Segment Start: GIVEN INFORMATION

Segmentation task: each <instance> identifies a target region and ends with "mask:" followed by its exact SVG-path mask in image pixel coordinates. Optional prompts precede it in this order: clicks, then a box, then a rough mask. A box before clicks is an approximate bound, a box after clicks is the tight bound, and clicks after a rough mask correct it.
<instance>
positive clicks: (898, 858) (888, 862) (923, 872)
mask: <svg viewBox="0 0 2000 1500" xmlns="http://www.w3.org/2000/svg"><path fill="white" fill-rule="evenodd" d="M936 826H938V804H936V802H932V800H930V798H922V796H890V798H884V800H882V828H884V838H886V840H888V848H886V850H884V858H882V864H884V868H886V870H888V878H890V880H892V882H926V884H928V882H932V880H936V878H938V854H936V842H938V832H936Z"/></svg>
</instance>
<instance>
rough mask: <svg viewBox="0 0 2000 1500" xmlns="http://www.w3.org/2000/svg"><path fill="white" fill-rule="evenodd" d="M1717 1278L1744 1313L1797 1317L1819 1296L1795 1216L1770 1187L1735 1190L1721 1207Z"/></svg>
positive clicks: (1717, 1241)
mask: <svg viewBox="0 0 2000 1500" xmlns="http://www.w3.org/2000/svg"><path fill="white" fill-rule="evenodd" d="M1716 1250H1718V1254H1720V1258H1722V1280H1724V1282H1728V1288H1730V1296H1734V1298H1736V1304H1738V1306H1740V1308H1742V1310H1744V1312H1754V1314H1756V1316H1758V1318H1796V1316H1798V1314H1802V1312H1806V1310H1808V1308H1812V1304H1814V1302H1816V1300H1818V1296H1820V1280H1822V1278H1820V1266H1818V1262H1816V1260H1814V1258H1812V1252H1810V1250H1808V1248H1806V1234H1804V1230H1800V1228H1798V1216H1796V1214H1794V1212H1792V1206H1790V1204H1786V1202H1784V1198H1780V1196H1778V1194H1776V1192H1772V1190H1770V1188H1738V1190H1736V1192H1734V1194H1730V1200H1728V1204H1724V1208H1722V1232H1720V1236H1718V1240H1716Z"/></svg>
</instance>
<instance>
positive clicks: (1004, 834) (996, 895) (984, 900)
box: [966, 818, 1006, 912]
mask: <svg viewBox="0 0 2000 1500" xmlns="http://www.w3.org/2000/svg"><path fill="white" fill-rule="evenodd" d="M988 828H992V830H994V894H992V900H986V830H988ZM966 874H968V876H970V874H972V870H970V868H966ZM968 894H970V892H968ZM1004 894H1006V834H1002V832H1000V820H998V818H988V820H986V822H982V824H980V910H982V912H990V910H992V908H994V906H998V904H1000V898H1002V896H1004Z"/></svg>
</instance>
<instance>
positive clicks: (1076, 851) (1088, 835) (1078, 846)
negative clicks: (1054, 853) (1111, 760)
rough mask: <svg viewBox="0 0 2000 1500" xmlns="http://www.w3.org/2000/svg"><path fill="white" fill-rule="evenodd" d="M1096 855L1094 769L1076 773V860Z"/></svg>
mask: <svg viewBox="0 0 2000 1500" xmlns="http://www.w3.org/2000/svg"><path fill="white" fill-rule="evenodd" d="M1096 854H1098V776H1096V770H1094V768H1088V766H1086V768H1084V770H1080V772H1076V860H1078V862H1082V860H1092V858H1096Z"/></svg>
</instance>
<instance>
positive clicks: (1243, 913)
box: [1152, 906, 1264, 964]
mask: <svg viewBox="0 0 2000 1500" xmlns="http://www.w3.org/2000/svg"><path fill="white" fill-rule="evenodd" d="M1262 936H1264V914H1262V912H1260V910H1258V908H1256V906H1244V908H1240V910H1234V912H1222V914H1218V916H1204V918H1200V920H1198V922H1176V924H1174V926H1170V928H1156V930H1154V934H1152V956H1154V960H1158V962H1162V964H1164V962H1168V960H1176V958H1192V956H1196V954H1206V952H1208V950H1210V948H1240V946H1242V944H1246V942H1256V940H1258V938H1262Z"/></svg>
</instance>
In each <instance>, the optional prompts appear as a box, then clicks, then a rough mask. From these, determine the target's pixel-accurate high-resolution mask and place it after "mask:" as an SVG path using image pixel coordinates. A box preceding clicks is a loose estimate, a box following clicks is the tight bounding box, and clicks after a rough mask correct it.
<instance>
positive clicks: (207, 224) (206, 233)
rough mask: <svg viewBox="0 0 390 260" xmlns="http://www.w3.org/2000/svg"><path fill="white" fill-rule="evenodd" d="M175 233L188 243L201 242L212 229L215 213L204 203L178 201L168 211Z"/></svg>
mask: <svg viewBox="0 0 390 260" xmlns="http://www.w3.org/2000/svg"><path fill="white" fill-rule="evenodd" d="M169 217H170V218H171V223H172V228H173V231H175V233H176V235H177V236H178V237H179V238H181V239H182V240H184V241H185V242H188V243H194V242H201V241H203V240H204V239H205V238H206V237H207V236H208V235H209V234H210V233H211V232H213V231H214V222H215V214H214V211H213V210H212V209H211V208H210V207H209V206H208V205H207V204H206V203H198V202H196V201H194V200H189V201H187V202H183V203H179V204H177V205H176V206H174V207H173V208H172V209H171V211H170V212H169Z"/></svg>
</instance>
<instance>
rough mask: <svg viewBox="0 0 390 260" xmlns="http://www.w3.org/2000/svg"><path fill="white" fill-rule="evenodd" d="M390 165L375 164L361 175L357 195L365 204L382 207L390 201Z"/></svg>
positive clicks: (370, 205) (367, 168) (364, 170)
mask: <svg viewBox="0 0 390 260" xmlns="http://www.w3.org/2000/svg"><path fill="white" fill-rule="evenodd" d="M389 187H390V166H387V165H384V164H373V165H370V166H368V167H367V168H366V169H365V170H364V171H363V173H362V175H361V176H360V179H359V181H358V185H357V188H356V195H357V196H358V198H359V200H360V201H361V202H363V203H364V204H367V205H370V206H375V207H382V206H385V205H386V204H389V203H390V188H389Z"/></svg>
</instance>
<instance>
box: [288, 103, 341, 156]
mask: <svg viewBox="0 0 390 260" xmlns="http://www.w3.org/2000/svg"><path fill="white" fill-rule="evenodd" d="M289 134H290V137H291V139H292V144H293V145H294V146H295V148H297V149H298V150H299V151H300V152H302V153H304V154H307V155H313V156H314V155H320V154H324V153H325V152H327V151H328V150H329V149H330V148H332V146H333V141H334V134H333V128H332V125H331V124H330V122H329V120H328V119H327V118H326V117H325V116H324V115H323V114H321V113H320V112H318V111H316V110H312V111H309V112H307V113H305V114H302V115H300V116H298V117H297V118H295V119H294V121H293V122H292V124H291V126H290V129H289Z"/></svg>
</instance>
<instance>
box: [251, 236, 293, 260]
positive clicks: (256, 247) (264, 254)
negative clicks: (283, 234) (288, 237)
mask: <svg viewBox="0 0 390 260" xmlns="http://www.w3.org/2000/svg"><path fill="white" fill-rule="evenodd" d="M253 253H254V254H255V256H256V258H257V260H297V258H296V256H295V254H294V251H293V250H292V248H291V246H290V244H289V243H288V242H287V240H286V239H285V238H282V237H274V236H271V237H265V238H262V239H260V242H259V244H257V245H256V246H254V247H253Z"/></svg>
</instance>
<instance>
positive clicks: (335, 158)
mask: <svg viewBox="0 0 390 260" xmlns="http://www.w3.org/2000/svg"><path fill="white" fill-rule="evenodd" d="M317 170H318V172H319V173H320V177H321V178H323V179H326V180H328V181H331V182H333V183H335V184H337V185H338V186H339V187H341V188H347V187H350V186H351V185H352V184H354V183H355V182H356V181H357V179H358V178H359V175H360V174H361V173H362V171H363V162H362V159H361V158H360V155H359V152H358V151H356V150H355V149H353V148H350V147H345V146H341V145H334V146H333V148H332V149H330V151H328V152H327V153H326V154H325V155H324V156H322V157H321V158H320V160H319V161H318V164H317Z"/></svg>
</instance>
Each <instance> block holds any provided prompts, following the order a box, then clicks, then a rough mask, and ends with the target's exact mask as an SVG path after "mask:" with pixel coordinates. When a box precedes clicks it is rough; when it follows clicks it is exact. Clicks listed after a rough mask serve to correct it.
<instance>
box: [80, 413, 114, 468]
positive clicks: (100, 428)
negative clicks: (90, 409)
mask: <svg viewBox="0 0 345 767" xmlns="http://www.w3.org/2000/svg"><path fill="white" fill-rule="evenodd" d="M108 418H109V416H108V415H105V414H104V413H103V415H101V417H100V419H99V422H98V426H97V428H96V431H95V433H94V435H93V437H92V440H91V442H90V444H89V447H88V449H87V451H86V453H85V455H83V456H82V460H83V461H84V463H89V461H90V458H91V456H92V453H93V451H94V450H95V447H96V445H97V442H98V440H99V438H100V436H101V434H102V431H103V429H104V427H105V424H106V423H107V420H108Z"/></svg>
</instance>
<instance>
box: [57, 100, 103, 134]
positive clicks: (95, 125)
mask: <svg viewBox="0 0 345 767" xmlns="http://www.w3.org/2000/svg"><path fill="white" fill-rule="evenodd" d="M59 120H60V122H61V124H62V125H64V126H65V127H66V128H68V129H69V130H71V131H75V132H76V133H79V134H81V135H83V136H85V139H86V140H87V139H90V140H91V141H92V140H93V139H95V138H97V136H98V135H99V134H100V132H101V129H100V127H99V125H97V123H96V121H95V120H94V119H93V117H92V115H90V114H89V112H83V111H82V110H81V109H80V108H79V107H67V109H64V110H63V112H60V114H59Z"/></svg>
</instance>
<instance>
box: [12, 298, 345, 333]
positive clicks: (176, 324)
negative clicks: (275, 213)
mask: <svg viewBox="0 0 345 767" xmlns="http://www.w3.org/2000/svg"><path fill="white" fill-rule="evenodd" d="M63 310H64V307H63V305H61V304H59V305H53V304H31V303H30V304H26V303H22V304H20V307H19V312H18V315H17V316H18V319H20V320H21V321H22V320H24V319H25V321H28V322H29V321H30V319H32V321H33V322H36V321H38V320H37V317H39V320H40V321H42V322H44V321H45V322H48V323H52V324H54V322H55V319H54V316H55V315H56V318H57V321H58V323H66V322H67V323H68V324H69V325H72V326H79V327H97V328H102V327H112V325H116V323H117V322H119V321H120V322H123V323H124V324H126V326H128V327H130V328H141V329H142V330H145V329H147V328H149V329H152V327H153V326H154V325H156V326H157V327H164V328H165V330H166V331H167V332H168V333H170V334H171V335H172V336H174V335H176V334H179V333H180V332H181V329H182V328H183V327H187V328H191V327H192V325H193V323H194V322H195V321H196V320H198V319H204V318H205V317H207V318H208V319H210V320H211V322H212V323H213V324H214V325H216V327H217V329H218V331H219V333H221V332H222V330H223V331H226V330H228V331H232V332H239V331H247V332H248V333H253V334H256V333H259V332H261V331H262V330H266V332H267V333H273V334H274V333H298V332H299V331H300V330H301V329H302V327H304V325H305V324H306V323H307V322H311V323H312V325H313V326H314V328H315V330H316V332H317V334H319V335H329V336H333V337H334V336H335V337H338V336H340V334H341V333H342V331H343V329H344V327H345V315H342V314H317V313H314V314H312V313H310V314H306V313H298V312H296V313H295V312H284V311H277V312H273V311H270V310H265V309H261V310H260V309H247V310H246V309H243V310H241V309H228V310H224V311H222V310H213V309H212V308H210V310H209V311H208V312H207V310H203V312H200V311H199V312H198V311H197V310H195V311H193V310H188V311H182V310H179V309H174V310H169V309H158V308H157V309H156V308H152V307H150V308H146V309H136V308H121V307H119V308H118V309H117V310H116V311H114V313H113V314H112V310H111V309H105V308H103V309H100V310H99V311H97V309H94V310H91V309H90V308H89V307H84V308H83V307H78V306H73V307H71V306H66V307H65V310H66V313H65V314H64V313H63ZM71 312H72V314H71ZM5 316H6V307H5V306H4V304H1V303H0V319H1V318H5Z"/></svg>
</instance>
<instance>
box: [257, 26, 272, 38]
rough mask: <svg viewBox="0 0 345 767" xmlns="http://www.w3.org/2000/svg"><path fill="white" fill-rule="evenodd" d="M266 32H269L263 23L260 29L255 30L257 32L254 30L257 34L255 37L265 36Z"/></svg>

Segment End: GIVEN INFORMATION

WHAT THE TASK ASKS:
Pick out every line of the records that contains the string "negative", and copy each such line in full.

RESPONSE FOR THIS EXERCISE:
negative clicks: (1054, 853) (1111, 760)
negative clicks: (283, 234) (288, 237)
negative clicks: (90, 409)
negative clicks: (275, 213)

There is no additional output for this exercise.